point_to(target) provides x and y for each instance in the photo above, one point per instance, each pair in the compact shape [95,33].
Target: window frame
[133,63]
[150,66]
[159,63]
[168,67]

**TASK ITEM**
Would you mind giving all the records again exactly?

**ANSWER**
point_to(target) provides x and y for each instance in the photo above, one point per instance, each pair in the compact shape [95,33].
Target: window frame
[133,63]
[150,66]
[159,63]
[168,67]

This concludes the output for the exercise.